◆ Text section ◆
-=-=-=-=-

Thanks to Tom and Chuck for their responses.  I'll respond to both  below.

First of all, let me say how my server will behave on this issue at future
testing events.

I intend to specify both rdma/rdma6 netaddr and a port number of 20049 on
the devinfos associated layouts when the data server supports RDMA.
Clients can then key off either of those two indications or they can use
the fact that the MDS connection is RDMA, if they choose.

I also intend to support use of  the FSLI4TF_RDMA flag as an indication
that an RDMA connection can be used but probably won't have that support on
my intial server.

Whatever the working group deciides to do on this issue, we need to
document the choice in some way.  Maybe we will need a short RFC on this
specfic issue rather than trying to update RFC8267 to include this.   This
short RFC would probably be marked as updating RFC5661, since it does
significantly revise chapter 13 of that document.  I have given some
thought to including this stuff in draft-ietf-nfsv4-mv1-msns-update but so
far it doesn't seem to fit very well.

With regard to Chuck's comments about the analogous problems for referrals,
I have some questions:

   - I assume the same problem can arise with regard to migrations,
   although, for that case it is a reasonable guess, in the absence of any
   other indications that the destination is of the same connection type as
   the source.  Are migration and referral essentially the same in this regard?

-=-=-=-=-

◆ Raw data ◆
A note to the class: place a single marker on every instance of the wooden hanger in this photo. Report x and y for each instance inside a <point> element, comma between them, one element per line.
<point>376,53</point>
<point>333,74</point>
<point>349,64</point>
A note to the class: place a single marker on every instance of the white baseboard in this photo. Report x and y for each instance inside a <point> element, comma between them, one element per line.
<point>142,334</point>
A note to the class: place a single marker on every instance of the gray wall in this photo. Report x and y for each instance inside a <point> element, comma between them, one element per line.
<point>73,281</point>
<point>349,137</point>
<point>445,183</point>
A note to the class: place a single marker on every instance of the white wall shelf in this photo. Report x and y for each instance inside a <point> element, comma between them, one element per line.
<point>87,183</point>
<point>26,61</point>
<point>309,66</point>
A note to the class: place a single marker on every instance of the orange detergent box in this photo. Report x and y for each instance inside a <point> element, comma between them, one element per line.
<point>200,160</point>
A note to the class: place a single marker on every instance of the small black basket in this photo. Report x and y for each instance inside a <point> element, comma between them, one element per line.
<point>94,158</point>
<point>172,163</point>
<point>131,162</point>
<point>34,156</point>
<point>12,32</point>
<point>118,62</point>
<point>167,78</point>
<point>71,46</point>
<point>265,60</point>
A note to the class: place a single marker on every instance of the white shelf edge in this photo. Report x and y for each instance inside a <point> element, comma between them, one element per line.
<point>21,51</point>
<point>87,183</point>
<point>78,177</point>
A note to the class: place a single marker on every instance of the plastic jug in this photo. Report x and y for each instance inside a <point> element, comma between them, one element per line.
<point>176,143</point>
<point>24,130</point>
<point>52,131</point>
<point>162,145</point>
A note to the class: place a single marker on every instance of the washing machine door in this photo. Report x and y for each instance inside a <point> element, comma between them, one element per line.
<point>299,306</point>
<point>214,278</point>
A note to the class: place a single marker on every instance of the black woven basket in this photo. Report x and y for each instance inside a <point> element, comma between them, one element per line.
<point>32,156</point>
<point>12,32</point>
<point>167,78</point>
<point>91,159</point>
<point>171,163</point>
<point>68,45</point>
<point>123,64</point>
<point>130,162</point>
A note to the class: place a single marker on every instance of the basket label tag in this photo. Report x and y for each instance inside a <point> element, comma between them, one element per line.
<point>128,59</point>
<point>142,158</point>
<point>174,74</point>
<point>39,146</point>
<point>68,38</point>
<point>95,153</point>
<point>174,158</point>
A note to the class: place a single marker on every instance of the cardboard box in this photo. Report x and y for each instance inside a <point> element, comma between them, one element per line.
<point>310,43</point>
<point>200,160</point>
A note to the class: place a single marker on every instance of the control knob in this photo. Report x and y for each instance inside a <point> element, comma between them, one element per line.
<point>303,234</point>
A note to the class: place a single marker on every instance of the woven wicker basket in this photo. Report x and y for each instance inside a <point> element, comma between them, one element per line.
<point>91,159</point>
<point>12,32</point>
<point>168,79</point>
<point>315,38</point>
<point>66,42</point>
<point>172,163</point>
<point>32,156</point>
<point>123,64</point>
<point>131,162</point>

-=-=-=-=-

Can you transcribe the entire text about RDMA support on data servers from above, word for word?

◆ Response below ◆
Thanks to Tom and Chuck for their responses.  I'll respond to both  below.

First of all, let me say how my server will behave on this issue at future
testing events.

I intend to specify both rdma/rdma6 netaddr and a port number of 20049 on
the devinfos associated layouts when the data server supports RDMA.
Clients can then key off either of those two indications or they can use
the fact that the MDS connection is RDMA, if they choose.

I also intend to support use of  the FSLI4TF_RDMA flag as an indication
that an RDMA connection can be used but probably won't have that support on
my intial server.

Whatever the working group deciides to do on this issue, we need to
document the choice in some way.  Maybe we will need a short RFC on this
specfic issue rather than trying to update RFC8267 to include this.   This
short RFC would probably be marked as updating RFC5661, since it does
significantly revise chapter 13 of that document.  I have given some
thought to including this stuff in draft-ietf-nfsv4-mv1-msns-update but so
far it doesn't seem to fit very well.

With regard to Chuck's comments about the analogous problems for referrals,
I have some questions:

   - I assume the same problem can arise with regard to migrations,
   although, for that case it is a reasonable guess, in the absence of any
   other indications that the destination is of the same connection type as
   the source.  Are migration and referral essentially the same in this regard?